--- Direction ---
Copy each line of the listing below that contains the string "glass", matching its case exactly.

--- Data shown ---

+ + +

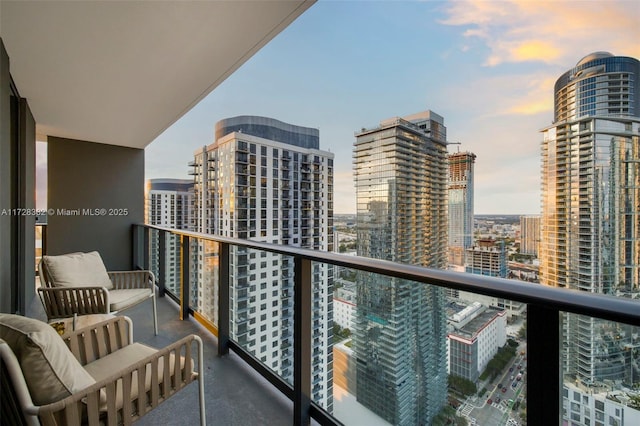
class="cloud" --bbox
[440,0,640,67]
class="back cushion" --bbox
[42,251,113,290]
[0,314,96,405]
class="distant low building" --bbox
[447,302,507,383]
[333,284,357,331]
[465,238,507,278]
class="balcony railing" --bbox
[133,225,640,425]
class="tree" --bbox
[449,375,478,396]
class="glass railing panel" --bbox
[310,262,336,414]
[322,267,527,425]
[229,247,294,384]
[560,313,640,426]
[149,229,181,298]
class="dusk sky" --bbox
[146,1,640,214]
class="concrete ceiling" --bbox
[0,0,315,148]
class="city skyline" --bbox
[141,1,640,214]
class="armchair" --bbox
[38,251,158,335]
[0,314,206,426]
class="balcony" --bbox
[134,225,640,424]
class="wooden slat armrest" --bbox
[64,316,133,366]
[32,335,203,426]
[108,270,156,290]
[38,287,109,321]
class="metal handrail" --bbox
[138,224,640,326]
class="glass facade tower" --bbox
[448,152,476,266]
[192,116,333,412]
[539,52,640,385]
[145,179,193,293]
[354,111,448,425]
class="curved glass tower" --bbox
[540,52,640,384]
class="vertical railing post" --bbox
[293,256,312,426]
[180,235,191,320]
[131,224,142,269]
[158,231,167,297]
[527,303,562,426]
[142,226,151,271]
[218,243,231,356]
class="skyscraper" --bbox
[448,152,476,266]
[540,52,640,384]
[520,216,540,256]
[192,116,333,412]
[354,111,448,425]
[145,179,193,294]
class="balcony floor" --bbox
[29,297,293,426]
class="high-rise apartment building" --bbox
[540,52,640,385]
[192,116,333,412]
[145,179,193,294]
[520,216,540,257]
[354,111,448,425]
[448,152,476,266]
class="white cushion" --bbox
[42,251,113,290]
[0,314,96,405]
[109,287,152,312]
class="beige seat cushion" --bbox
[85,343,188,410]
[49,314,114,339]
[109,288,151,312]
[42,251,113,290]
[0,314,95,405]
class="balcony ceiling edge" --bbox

+ + +

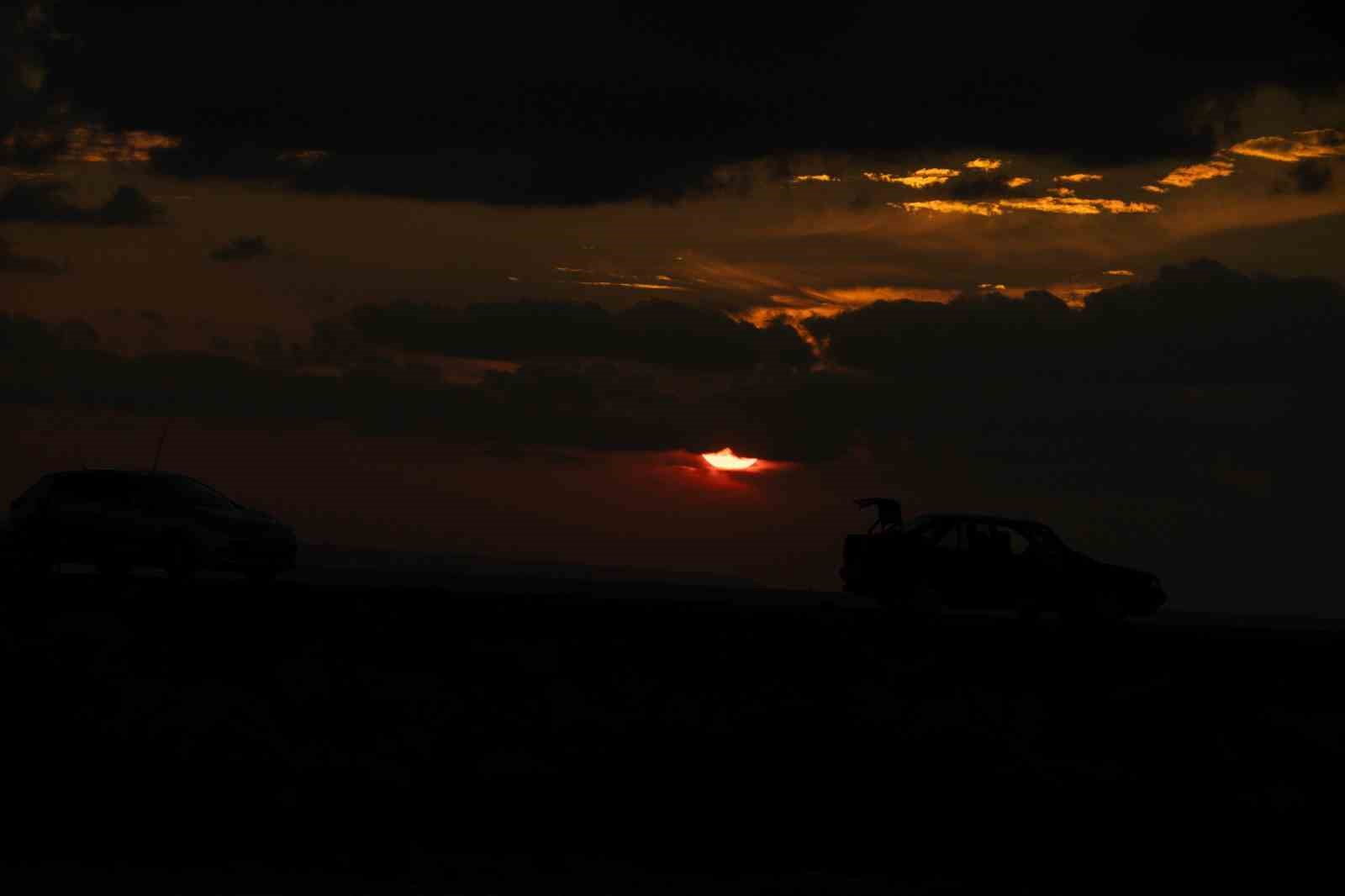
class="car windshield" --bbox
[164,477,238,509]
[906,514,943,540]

+ + +

--- Answer for the task ---
class="glass railing panel" --bbox
class="glass facade tower" --bbox
class="curved glass tower" --bbox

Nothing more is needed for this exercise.